### [GIVEN PASSAGE]
Medical degrees can have different names, but they fit in to four types.
Standard Entry Medicine
The Standard Entry Medicine course is usually five years long, but in some institutions it is six. It can have different abbreviations, such as MBBS or MBChB, but all result in the bachelor’s degree in medicine.
Graduate Entry Medicine
The Graduate Entry Medicine course is open to those with a previous bachelor’s degree, achieving a minimum of 2.1. Some schools may accept a 2.2. Many universities require the previous degree to be health-related, but not all. It is usually a four-year accelerated degree but in some universities it is a five-year course. It is also known as the Graduate Entry Programme. Some graduate courses are open only to students from the UK or European Union.
Medicine with a Preliminary Year
This course takes the form of a five-year Standard Entry Medicine with an additional year at the start, making a six-year course. It is also known as Medicine with a Foundation Year, or similar.

### [DATASET EXTRACT]

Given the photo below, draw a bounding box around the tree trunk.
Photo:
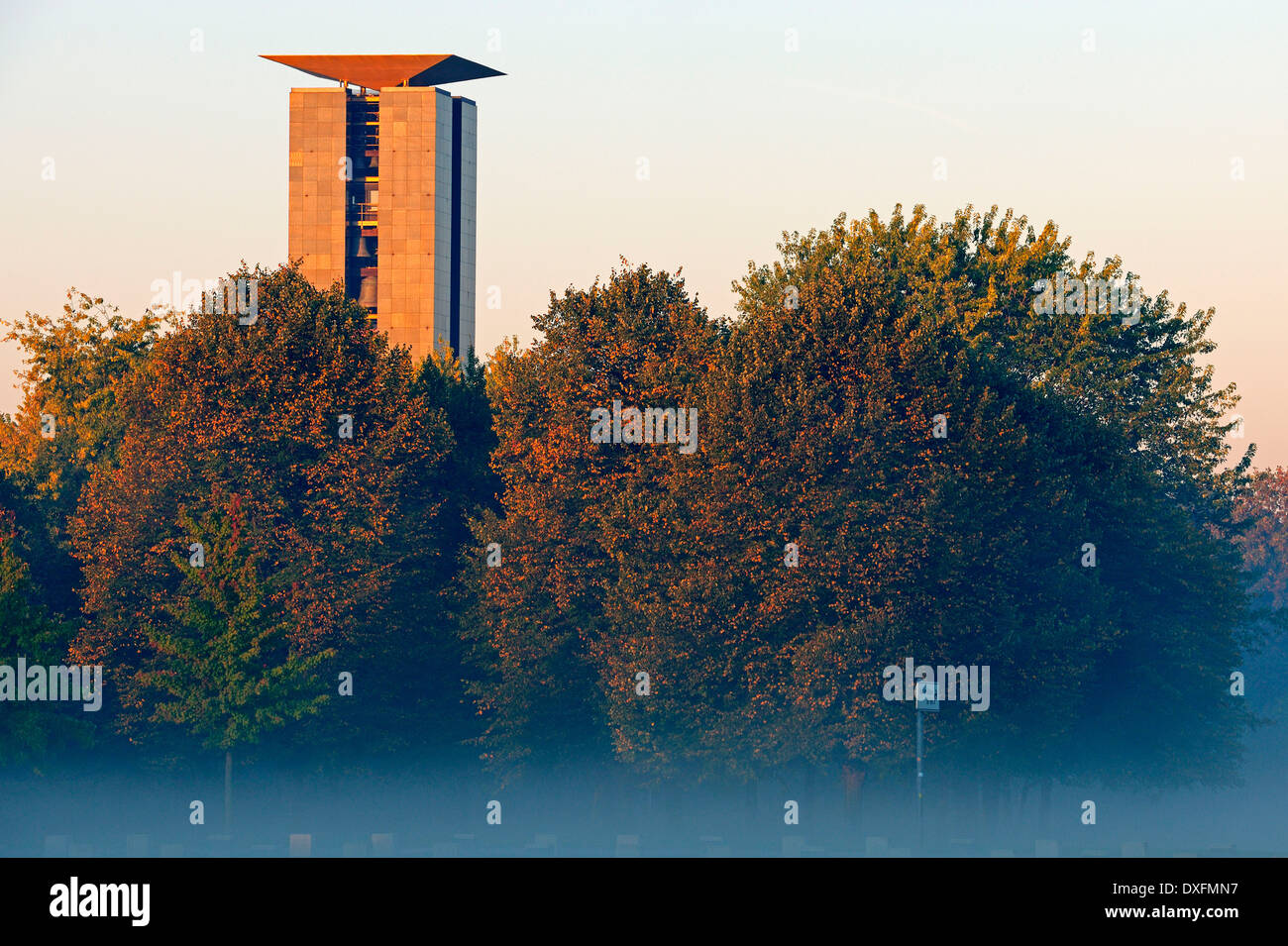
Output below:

### [WORK TASK]
Copy out the passage on types of medical degrees in full, word for word.

### [ANSWER TO THIS PROBLEM]
Medical degrees can have different names, but they fit in to four types.
Standard Entry Medicine
The Standard Entry Medicine course is usually five years long, but in some institutions it is six. It can have different abbreviations, such as MBBS or MBChB, but all result in the bachelor’s degree in medicine.
Graduate Entry Medicine
The Graduate Entry Medicine course is open to those with a previous bachelor’s degree, achieving a minimum of 2.1. Some schools may accept a 2.2. Many universities require the previous degree to be health-related, but not all. It is usually a four-year accelerated degree but in some universities it is a five-year course. It is also known as the Graduate Entry Programme. Some graduate courses are open only to students from the UK or European Union.
Medicine with a Preliminary Year
This course takes the form of a five-year Standard Entry Medicine with an additional year at the start, making a six-year course. It is also known as Medicine with a Foundation Year, or similar.